### 実施事項 A
提示テキストの「しかし、広告のボディコピーで、こんなことを書いたら怒られる。」から「そして、そのコラムは、セックス中毒のくだりへと続く。」までを、一字も変えずに出力してください。
### 実施事項 B
博識とコピーについての文章によると、古川さんはどこの何という役職に就いているか。
### 実施事項 C
博識とコピーについての文章を、最後の文に続けて書き進めてください。

博識でなくても
電通のコミュニケーションデザインセンター長である
古川さんは、かなりの博識だ。
その証拠に、アドタイに連載された古川さんのコラムの紹介には、
「さまざまな名作映画、音楽、小説を手がかりに、
広告クリエーティブの仕組みや考え方をつづって」
と書かれている。
(http://www.advertimes.com/20140120/article143291/)
しかし、今日は、
コラムは、博識であるほうがよいが、
コピーは、必ずしもそうでなくてもやっていける
という話なのである。
例えば、先ほどの古川さんのコラムの冒頭は、
「アルコール中毒の定義について、丸谷才一がこんな説を紹介している」
という一文から始まる。
しかし、広告のボディコピーで、こんなことを書いたら怒られる。
「アルコール中毒の定義について、丸谷才一がこんな説を紹介している。
(中略)
そんな、中毒になるぐらい勉強が好きになる塾です。○○塾」
確かに、これはいけない。
アルコール中毒のことを知らなかったせいで、
こんな失敗をしなくてよかったとさえ言えるだろう。
そして、そのコラムは、セックス中毒のくだりへと続く。
「有名人の中で最初の患者とされたのは、
マイケル・ダグラスだったと記憶している」
この知識も、雑談力を上げるという点では役に立つが、
ことボディーコピーを書くという点においては、必要ない。
なぜなら、マイケル・ダグラスという名前をあなたが軽い気持ちで
書いたせいで、おそらく億を超える契約料を払う羽目になり、
英語の交渉も大変だからである。
やはり、この知識も、必要ないということがわかる。

### 確認用データ

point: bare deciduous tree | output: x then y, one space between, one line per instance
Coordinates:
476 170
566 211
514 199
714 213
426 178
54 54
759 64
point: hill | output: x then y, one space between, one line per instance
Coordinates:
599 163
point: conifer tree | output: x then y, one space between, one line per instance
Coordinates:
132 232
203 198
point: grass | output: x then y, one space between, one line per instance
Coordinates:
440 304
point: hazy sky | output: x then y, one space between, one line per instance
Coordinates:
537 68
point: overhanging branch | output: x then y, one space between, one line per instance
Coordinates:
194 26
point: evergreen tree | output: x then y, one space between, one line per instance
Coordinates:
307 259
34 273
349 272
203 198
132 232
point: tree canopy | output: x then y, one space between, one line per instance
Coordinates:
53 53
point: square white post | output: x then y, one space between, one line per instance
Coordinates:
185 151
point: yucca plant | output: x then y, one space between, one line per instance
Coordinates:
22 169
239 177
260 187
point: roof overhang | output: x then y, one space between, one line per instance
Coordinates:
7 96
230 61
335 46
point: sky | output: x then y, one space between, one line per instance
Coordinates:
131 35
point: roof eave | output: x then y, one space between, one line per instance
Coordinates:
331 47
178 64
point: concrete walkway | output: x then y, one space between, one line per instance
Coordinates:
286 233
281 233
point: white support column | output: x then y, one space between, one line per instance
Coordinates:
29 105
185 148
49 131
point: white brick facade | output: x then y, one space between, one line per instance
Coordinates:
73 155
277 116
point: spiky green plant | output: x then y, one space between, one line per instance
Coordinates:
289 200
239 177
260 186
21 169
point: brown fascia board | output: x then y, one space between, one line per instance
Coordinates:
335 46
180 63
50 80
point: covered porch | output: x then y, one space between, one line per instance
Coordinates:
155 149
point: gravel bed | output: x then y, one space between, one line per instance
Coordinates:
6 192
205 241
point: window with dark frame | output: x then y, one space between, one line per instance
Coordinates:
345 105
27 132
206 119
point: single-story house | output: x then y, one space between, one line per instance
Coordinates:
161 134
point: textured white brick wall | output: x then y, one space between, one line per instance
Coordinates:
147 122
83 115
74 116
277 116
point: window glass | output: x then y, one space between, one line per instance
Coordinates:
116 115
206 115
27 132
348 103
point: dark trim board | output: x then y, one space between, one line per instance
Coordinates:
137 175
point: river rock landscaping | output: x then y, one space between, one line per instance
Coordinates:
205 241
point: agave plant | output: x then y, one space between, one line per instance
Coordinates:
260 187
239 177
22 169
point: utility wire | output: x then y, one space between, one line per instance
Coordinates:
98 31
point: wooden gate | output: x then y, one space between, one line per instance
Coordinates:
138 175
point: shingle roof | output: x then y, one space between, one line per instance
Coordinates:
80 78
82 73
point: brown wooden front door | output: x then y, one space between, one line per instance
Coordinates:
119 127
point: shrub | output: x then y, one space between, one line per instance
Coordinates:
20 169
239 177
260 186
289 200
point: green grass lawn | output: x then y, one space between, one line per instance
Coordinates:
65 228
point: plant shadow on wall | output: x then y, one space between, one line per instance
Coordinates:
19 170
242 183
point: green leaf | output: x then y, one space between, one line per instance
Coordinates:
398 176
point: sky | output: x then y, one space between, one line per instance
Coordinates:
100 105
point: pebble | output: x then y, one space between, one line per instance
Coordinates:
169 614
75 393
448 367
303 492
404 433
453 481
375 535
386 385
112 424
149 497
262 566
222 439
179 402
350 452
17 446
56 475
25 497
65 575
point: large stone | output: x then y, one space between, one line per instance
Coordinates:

### 回答 A
しかし、広告のボディコピーで、こんなことを書いたら怒られる。
「アルコール中毒の定義について、丸谷才一がこんな説を紹介している。
(中略)
そんな、中毒になるぐらい勉強が好きになる塾です。○○塾」
確かに、これはいけない。
アルコール中毒のことを知らなかったせいで、
こんな失敗をしなくてよかったとさえ言えるだろう。
そして、そのコラムは、セックス中毒のくだりへと続く。

### 回答 B
電通のコミュニケーションデザインセンター長です。

### 回答 C
さらに、これはどうだろう?
「ショパンのコンチェルトに完璧な音を出すために、
自分でオーケストラをつくってしまったピアニスト、
クリスチャン・ツィメルマン」
ショパンは没後50年以上たっているので、
肖像権に関してはクリアできるかもしれない。
子孫や財団に肖像権を主張されたらアウトであるが、
仮にそれがOKだったとしよう。しかし、残念なことに、
通常、クライアントは、
「ここに3行も使うより、うちの塾の特徴を書いてください」
と穏やかな口調で言いながら、目は笑っていないだろう。
ボディコピーには、いかに博識を生かすチャンスのないことか。
という訳で、
コラムは、博識であるほうがよいが、
コピーは、必ずしもそうでなくてもやっていける
という話でした。
ちなみに、
先ほどの古川さんのコラムは、本当に素晴らしいです。
神レベルです。
さて。
リレーコラムは3回目のバトンでしたが、
初めて5日とも、ちゃんと書くことができて、
ほっとしています。
来週は、一緒に仕事をしている、
加藤充彦さんにお願いしました。
よろしくお願いします。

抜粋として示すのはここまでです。